═════ Exercise data ═════

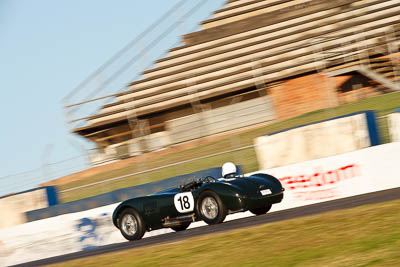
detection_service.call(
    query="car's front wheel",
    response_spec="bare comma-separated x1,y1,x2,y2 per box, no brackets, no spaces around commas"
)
197,191,227,225
119,208,146,241
249,204,272,216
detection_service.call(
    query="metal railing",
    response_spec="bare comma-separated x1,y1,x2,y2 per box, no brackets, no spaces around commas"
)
60,145,255,194
0,155,89,196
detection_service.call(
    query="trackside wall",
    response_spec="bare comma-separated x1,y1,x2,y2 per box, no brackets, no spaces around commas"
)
0,187,58,229
388,108,400,142
254,111,379,169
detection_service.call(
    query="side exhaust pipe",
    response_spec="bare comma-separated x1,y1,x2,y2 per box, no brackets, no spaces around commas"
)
162,213,195,227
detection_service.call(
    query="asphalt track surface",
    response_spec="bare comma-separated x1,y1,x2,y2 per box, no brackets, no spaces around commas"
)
16,187,400,267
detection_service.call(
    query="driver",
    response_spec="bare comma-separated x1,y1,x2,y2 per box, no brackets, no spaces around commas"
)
222,162,237,178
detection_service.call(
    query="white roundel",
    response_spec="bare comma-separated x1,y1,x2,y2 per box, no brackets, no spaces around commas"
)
174,192,195,213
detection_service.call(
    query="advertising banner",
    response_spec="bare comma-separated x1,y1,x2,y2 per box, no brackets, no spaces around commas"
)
261,142,400,211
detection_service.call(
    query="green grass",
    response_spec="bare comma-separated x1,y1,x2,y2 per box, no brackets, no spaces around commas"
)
59,92,400,203
51,198,400,267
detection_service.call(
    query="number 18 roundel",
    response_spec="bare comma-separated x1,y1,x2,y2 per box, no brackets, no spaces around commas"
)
174,192,195,213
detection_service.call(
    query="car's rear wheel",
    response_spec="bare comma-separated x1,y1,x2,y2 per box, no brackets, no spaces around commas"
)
171,222,191,232
249,204,272,216
197,191,227,225
119,208,146,241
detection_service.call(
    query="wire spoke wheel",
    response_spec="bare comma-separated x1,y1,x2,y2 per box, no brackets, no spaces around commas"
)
118,208,146,241
197,191,227,225
201,196,219,220
121,214,138,236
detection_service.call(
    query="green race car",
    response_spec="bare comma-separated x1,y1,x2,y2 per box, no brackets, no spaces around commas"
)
112,165,284,241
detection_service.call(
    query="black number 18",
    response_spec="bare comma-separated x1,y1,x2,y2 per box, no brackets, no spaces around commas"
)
178,195,190,210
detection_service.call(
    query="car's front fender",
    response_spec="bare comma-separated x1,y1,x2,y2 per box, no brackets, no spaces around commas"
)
112,198,146,228
200,183,246,212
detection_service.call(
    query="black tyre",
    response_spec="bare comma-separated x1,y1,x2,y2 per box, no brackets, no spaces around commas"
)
197,191,227,225
171,222,191,232
249,204,272,216
119,208,146,241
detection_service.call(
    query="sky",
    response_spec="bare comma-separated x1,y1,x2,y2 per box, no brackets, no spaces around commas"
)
0,0,224,195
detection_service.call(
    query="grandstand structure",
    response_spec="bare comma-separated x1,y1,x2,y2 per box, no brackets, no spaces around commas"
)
65,0,400,164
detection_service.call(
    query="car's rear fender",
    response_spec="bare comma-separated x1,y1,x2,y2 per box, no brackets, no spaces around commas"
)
249,173,283,193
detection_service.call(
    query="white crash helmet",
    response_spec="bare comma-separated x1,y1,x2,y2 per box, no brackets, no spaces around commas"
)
222,162,237,178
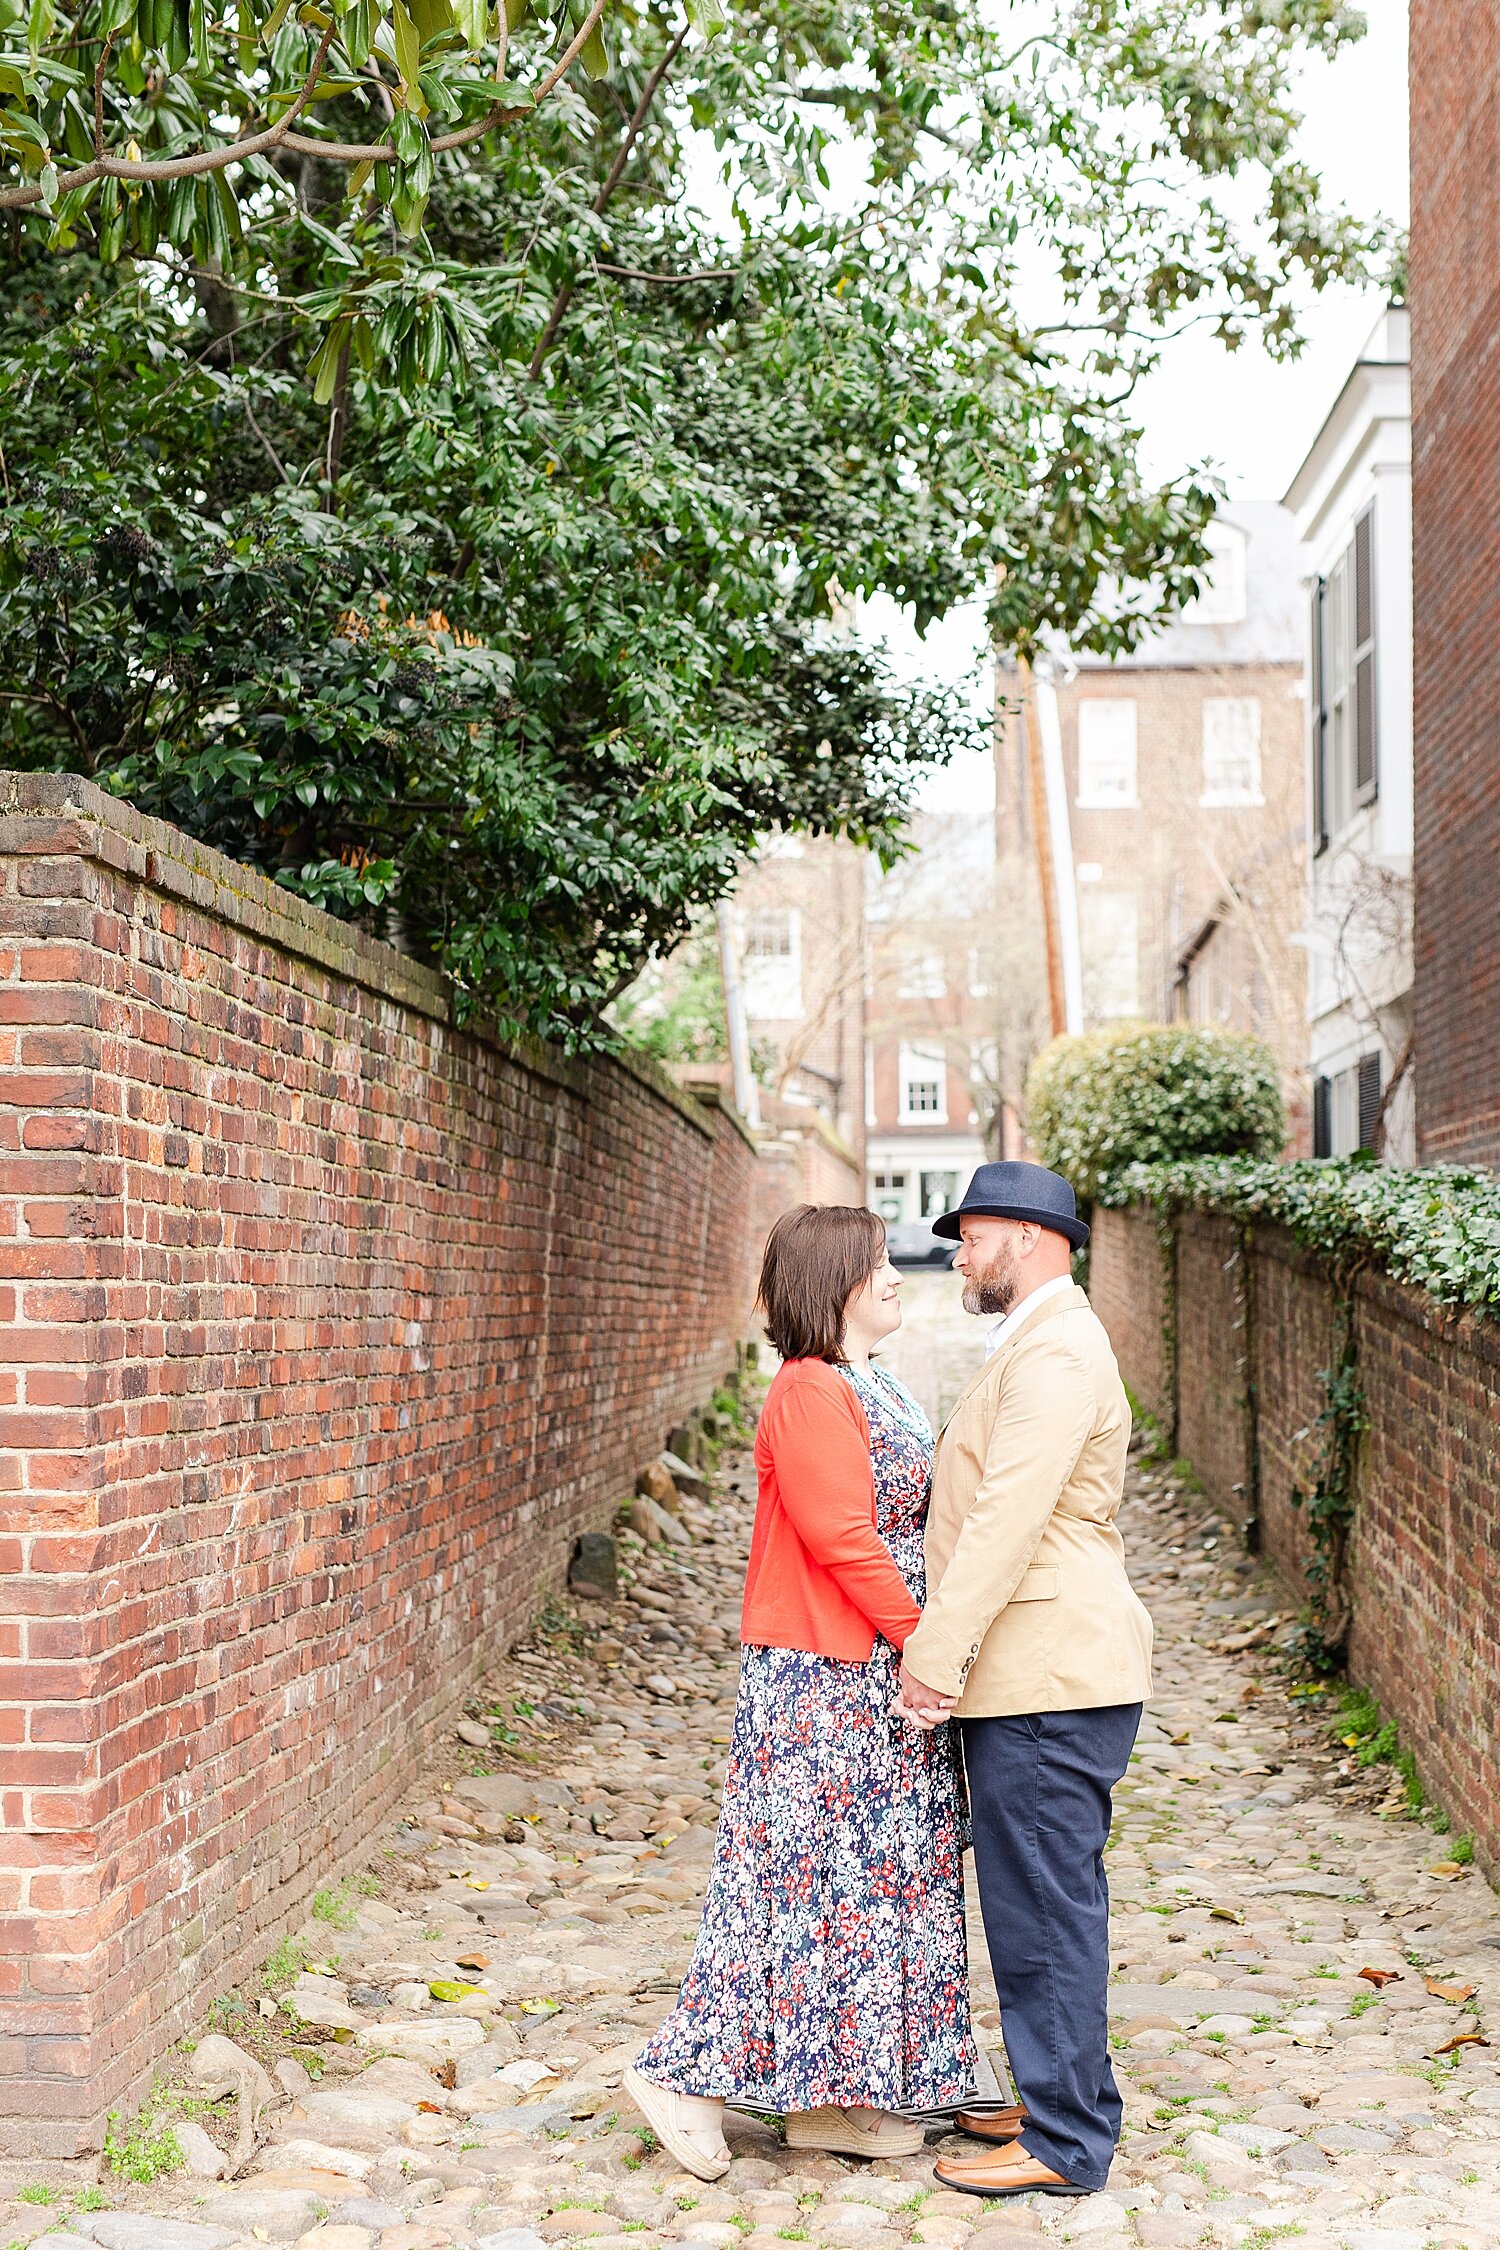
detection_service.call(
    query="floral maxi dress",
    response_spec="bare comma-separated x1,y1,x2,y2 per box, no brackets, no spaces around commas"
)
635,1362,976,2114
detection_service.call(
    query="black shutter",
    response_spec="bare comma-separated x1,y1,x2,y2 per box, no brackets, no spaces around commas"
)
1352,508,1377,805
1310,578,1328,854
1313,1074,1333,1159
1358,1052,1383,1150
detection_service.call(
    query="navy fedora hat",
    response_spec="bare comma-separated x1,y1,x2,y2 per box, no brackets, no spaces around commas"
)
931,1160,1089,1249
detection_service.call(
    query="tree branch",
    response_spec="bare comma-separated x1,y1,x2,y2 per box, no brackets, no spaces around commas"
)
529,18,690,381
0,0,586,211
595,260,736,283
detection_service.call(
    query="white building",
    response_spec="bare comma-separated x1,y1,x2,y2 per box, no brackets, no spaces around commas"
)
1284,304,1414,1163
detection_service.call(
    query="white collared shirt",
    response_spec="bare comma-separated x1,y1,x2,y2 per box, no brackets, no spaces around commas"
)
984,1272,1075,1358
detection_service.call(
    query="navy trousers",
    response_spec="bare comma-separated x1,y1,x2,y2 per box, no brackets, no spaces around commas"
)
961,1703,1142,2191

═════

An exact repetition of the listing is needed, with the pictures dropped.

detection_service.call(
    query="car's front wheel",
    response_spec="bare comma-separated x1,y1,x2,y2 per box, no brackets, no spaces around commas"
)
197,191,227,225
119,208,146,241
249,204,272,216
detection_service.call(
    query="metal railing",
    response_spec="bare comma-separated x1,y1,x2,y2 per box, no brackets, no spaces around commas"
)
60,145,255,194
0,155,89,196
detection_service.call(
    query="trackside wall",
    response_spec="bare comma-separated x1,y1,x2,y2 per box, no brackets, no spaces around commas"
)
0,187,58,229
388,108,400,142
254,111,379,169
detection_service.call(
    query="side exhaust pipe",
    response_spec="bare comma-separated x1,y1,x2,y2 per box, no brackets, no spaces around commas"
)
162,213,195,227
detection_service.call(
    query="asphalt track surface",
    response_spec="bare comma-separated x1,y1,x2,y2 per box, no brackets, no spaces around commas"
)
16,187,400,267
detection_service.call(
    query="driver",
    response_spec="bare comma-separated x1,y1,x2,y2 per box, no brackets, no spaces around commas"
)
222,162,237,178
detection_service.call(
    query="white roundel",
    response_spec="bare comma-separated x1,y1,x2,y2 per box, no brackets, no spaces around commas"
)
174,192,195,213
detection_service.call(
    query="advertising banner",
    response_spec="bare comma-separated x1,y1,x2,y2 per box, no brackets, no spaces around commas"
)
261,142,400,211
detection_service.call(
    query="green grass",
    response_spec="bare comma-separated x1,y1,x2,y2 per box, no brackets, no spaces around commas"
)
59,92,400,203
51,198,400,267
detection_service.call(
    query="number 18 roundel",
    response_spec="bare comma-separated x1,y1,x2,y2 per box, no brackets, no spaces around commas"
)
174,192,195,213
detection_service.call(
    query="car's rear wheel",
    response_spec="bare comma-separated x1,y1,x2,y2 per box, no brackets, no spaces around commas"
)
171,222,191,232
249,204,272,216
197,191,227,225
119,208,146,241
detection_service.call(
    query="wire spoke wheel",
    response_spec="bare comma-separated x1,y1,x2,y2 per box, no brackets, no spaces around commas"
)
118,208,146,241
197,191,227,225
201,196,219,220
121,214,138,236
detection_service.call(
    query="green race car",
    response_spec="bare comma-separated x1,y1,x2,y2 per box, no brackets, no spaces around commas"
)
112,165,284,241
detection_service.call(
    query="black number 18",
    response_spec="bare comma-separated x1,y1,x2,y2 per box, no brackets, no spaces around commas"
)
178,195,190,210
detection_service.call(
    query="car's front fender",
    response_spec="bare comma-separated x1,y1,x2,y2 per box, no brackets, no spaces around commas"
)
112,198,146,228
200,183,246,212
detection_service.call(
    query="black tyre",
    response_spec="bare comma-separated x1,y1,x2,y2 per box, no brackets, no spaces around commas"
)
197,191,227,225
171,222,191,232
249,204,272,216
119,208,146,241
detection_service.call(
    query="sky",
    response_spec="bare comma-separated x1,y1,x2,y2 per box, no brackets, no spaces around commas"
)
0,0,224,195
detection_service.call(
    query="grandstand structure",
    response_spec="bare comma-separated x1,y1,x2,y2 per box, no brackets, no spaces around commas"
)
65,0,400,164
detection_service.call(
    query="car's rear fender",
    response_spec="bare comma-separated x1,y1,x2,y2 per box, no brackets, no spaces around commas"
)
249,173,283,193
detection_service.call(
    query="white crash helmet",
    response_spec="bare comma-separated x1,y1,x2,y2 per box, no brackets, no spaces around commas"
)
222,162,237,178
detection_service.call(
    query="floral maxi dress",
    response_spec="bare comma-separated x1,y1,x2,y2 per box, no brackets, no spaces around commas"
)
635,1362,976,2114
detection_service.call(
    query="black shutter",
    response_spec="bare comma-separated x1,y1,x2,y2 per box, no brackets, no spaces around commas"
)
1352,508,1377,805
1310,578,1328,854
1313,1074,1333,1159
1358,1052,1383,1150
detection_service.call(
    query="navy fedora hat",
    response_spec="bare comma-separated x1,y1,x2,y2 per box, no brackets, no spaces around commas"
)
931,1160,1089,1249
detection_service.call(
    query="tree branch",
    response_spec="bare comma-separated x1,y1,x2,y2 per box, no brackets, no spaces around commas"
)
529,18,690,381
0,0,586,211
595,260,736,283
detection_service.call(
    query="white building",
    response_spec="bare comma-separated x1,y1,x2,y2 per box, no brackets, no spaces around commas"
)
1284,304,1414,1163
detection_service.call(
    query="white collared shirt",
    response_spec="bare comma-separated x1,y1,x2,y2 per box, no brackets, no spaces around commas"
)
984,1272,1075,1358
detection_service.call(
    query="navy trousers",
    response_spec="bare comma-separated x1,y1,x2,y2 per box, no brackets, no spaces around commas"
)
961,1703,1142,2191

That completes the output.